WHAT YOU HAVE TO DO
Print all the entries exactly.

■ ■ ■ ■

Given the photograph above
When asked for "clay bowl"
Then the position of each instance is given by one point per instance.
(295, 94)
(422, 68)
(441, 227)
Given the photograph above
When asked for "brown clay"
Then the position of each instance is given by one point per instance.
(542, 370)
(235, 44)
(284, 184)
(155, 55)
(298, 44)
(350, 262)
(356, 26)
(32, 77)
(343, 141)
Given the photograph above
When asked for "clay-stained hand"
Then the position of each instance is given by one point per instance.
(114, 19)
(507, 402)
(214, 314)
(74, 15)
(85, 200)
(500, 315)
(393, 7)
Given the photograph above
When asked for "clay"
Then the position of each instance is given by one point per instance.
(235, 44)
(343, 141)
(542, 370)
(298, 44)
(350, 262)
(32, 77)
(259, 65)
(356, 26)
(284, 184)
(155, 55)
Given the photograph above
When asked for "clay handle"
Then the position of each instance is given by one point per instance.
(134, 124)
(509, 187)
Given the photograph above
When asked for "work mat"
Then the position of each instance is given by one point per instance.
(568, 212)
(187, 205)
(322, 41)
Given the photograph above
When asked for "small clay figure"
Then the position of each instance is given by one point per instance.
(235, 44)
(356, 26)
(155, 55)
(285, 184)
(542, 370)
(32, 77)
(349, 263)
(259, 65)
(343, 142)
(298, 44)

■ ■ ■ ■

ANSWER TO THE PROBLEM
Given the photograph above
When asked for "clay bowl"
Then the position of each instance is given by one point per instance.
(295, 94)
(422, 68)
(441, 227)
Given the photograph above
When asked for "brown clay"
Then the position of each instance is given by one point per instance.
(542, 370)
(235, 44)
(284, 184)
(155, 55)
(298, 44)
(350, 262)
(356, 26)
(32, 77)
(343, 141)
Given the photograph above
When asked for "clay-stained hand"
Then the position of each instance is given by one point per instance.
(114, 19)
(507, 402)
(214, 314)
(74, 15)
(85, 200)
(500, 315)
(393, 7)
Given the photograph above
When asked for "clay"
Then the position of each instance is given by one point per instance.
(235, 44)
(343, 141)
(542, 370)
(298, 44)
(350, 262)
(32, 77)
(259, 65)
(356, 26)
(284, 184)
(155, 55)
Given the photograph above
When asked for "clay handle"
Then the position of each instance is given by one point per instance.
(134, 124)
(509, 187)
Given the photograph above
When asked for "work mat"
Then the position of each instance is given by one point per instance.
(568, 212)
(187, 205)
(322, 41)
Given the photograph above
When asked for "small clay figure"
Then the position of each instance is given by one point per instance.
(235, 44)
(356, 26)
(155, 55)
(285, 184)
(542, 370)
(32, 77)
(349, 263)
(259, 65)
(343, 142)
(298, 44)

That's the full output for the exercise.